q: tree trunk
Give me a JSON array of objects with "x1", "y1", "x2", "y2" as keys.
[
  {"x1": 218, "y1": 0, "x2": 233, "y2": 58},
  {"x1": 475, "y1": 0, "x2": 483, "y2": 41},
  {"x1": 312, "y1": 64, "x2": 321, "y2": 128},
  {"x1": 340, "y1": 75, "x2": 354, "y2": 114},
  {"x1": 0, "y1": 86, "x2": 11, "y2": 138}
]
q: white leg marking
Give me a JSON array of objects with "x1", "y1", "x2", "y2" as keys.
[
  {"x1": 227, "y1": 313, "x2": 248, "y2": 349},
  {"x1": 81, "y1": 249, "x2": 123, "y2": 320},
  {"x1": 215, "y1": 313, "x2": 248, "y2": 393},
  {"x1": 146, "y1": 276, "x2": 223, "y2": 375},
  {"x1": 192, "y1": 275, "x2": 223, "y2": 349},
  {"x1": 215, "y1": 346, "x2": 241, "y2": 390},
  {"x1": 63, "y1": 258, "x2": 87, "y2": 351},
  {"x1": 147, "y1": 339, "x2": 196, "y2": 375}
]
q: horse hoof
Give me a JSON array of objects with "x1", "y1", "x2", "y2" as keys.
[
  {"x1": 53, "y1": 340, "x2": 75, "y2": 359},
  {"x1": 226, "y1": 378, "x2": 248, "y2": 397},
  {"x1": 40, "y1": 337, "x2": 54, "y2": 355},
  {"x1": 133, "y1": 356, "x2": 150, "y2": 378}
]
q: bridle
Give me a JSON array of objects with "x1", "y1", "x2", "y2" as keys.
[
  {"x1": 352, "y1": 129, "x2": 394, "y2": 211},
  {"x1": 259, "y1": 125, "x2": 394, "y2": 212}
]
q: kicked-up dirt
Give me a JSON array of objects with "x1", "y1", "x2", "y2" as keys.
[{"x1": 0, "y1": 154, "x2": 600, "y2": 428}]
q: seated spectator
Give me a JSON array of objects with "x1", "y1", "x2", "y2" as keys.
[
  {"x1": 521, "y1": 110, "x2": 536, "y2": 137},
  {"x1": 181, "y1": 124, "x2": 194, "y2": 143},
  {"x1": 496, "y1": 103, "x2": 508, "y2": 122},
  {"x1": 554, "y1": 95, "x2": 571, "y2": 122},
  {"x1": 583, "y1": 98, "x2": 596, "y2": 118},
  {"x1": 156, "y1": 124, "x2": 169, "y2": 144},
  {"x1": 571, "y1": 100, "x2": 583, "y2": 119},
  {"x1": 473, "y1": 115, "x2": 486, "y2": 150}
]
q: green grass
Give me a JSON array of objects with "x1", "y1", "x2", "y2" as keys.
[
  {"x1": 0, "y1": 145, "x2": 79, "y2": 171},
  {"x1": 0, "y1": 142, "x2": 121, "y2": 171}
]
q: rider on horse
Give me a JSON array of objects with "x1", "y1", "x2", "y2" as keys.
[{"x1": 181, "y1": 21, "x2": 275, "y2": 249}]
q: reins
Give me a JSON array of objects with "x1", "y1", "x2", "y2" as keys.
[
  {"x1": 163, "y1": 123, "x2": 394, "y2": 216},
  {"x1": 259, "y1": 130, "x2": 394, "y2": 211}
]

::::

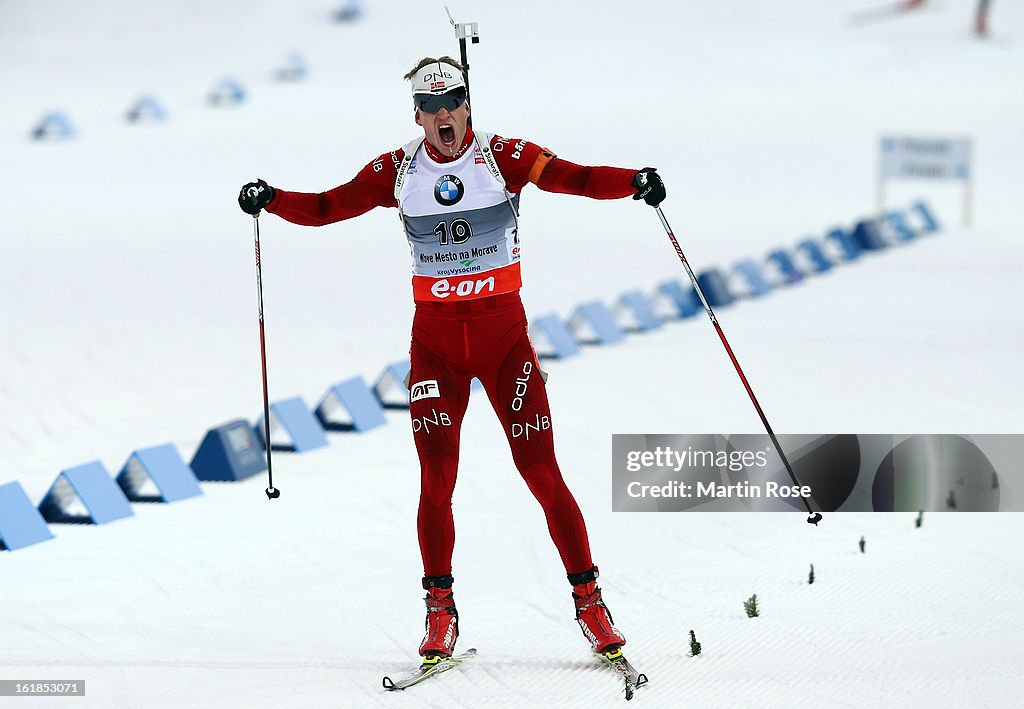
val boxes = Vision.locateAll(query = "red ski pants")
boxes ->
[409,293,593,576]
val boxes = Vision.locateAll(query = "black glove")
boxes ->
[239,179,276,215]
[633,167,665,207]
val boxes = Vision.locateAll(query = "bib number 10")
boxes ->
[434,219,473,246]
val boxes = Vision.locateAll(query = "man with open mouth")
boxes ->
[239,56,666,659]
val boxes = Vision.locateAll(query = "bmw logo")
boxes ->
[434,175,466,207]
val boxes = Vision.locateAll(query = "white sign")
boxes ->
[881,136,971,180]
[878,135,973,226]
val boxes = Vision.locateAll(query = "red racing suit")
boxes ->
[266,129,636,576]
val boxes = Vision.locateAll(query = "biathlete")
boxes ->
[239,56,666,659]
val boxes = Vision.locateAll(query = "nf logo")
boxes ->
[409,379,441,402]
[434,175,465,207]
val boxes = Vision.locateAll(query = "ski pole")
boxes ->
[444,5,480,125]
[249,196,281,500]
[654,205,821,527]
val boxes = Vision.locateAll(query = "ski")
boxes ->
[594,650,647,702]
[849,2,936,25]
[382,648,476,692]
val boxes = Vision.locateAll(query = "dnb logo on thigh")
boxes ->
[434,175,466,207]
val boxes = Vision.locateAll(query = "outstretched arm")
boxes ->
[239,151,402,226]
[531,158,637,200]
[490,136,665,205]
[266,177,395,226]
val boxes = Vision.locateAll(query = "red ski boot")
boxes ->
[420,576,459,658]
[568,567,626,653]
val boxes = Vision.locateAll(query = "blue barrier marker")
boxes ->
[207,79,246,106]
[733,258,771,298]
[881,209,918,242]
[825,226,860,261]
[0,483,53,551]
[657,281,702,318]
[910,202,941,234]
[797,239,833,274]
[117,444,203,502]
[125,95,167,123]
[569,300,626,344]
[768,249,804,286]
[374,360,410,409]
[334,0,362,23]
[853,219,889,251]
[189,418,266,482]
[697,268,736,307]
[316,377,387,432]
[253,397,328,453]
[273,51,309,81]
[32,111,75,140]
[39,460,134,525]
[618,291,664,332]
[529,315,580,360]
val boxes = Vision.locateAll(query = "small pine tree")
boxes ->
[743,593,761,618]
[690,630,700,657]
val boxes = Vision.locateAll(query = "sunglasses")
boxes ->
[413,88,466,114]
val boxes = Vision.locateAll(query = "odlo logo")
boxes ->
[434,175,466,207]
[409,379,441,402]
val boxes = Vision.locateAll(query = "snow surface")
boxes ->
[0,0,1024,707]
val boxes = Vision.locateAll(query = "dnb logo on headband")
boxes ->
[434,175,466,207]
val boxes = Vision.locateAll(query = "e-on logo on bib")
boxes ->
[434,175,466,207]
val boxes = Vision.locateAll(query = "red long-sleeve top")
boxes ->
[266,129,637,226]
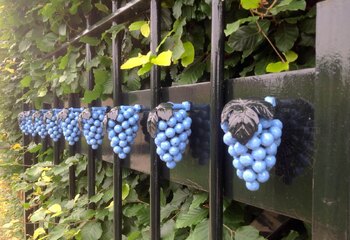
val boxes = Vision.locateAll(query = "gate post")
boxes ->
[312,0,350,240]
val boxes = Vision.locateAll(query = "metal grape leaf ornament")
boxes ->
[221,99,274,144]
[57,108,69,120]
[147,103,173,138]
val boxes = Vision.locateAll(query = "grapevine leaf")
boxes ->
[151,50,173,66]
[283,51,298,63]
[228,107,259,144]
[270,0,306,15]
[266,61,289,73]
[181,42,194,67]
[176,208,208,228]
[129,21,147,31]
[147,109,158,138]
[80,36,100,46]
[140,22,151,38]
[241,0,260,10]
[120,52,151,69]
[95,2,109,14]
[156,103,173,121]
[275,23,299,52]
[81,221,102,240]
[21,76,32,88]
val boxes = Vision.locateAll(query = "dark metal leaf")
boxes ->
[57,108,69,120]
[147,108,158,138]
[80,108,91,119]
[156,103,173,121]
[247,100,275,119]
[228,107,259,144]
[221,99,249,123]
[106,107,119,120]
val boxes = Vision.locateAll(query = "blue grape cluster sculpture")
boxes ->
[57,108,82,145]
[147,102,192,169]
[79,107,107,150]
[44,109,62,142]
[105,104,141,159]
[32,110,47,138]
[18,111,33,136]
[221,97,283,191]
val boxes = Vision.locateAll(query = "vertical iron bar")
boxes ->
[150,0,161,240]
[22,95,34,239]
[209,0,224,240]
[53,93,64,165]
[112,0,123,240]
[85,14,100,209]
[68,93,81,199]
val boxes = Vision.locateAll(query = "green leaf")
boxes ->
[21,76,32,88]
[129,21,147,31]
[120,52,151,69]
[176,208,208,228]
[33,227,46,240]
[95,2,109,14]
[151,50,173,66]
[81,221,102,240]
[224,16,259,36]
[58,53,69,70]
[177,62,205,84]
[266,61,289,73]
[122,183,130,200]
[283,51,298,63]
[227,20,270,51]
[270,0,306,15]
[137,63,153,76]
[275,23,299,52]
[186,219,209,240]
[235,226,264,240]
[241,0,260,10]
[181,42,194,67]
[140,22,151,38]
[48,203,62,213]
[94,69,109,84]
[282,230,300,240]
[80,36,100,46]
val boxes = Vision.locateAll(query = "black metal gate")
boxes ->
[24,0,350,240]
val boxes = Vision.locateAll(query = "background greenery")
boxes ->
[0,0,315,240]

::::

◆ **Your task**
Report every line of the listing above that contains the string "black", matching case exactly.

◆ **Task solution**
val boxes = Vision.locateAll(query = "black glove")
val boxes = Vision.locateAll(query = "black metal gate")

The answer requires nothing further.